**DATASET ROWS**
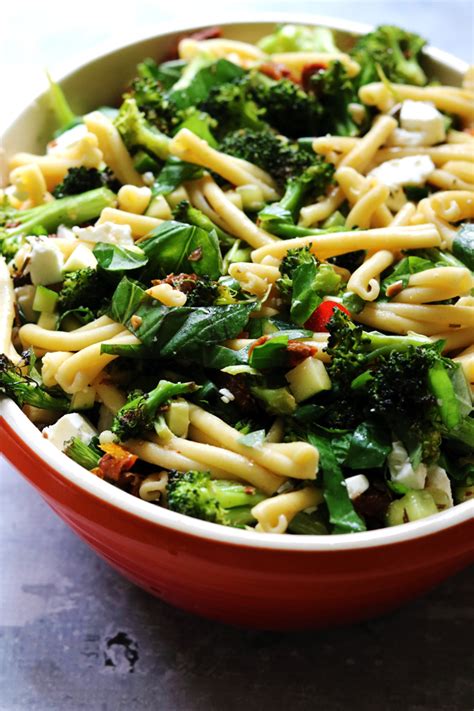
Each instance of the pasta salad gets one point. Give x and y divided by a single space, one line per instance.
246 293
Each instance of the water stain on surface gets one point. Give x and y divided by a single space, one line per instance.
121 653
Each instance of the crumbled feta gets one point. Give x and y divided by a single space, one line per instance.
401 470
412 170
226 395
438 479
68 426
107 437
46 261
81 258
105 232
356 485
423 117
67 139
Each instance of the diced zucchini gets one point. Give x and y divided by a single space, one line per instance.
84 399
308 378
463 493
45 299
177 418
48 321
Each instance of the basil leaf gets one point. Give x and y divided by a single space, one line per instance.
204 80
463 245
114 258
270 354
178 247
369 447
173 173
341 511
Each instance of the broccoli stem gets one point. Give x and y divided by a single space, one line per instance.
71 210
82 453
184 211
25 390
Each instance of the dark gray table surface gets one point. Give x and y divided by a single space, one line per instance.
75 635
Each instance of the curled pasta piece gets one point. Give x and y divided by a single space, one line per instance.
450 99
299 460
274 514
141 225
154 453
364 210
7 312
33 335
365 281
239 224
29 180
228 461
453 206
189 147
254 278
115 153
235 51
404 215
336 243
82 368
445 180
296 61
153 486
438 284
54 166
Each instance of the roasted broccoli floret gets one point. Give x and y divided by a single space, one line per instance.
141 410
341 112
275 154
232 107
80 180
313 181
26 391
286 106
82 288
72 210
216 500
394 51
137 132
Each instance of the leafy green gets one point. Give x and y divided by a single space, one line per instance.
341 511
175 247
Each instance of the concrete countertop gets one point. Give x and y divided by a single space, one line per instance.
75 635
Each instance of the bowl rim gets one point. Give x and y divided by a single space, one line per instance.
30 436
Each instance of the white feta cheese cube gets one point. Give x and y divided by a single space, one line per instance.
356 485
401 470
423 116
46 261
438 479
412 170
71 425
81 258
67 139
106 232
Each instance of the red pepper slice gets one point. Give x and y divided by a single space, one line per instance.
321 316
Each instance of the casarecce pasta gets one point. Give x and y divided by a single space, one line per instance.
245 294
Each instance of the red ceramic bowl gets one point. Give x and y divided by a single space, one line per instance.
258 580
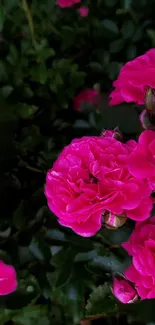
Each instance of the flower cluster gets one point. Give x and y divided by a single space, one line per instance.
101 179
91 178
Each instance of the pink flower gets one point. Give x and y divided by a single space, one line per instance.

==

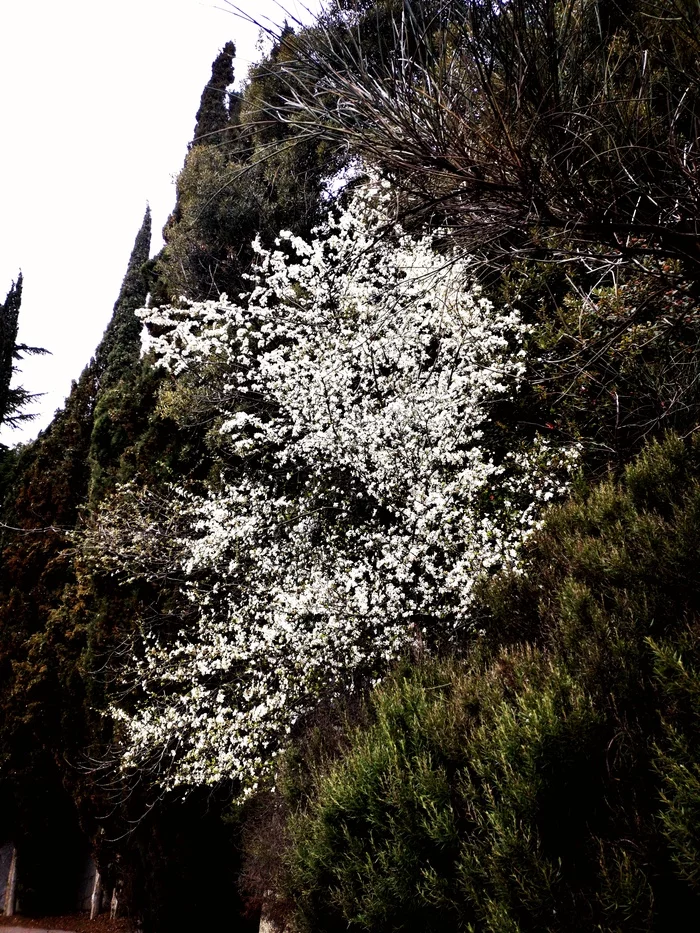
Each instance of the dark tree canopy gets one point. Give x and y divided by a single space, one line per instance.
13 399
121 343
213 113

**STATED EXERCISE**
Report every line of the records above that contains the string "feta", copying each one in full.

**SOLUTION FOR THIS TASK**
Each instance of the crumbled feta gets one point. Give x and y divided by a single space, one line per instance.
Each instance of the white feta cheese cube gets one point. Give x and y divided by a single space, one line per instance.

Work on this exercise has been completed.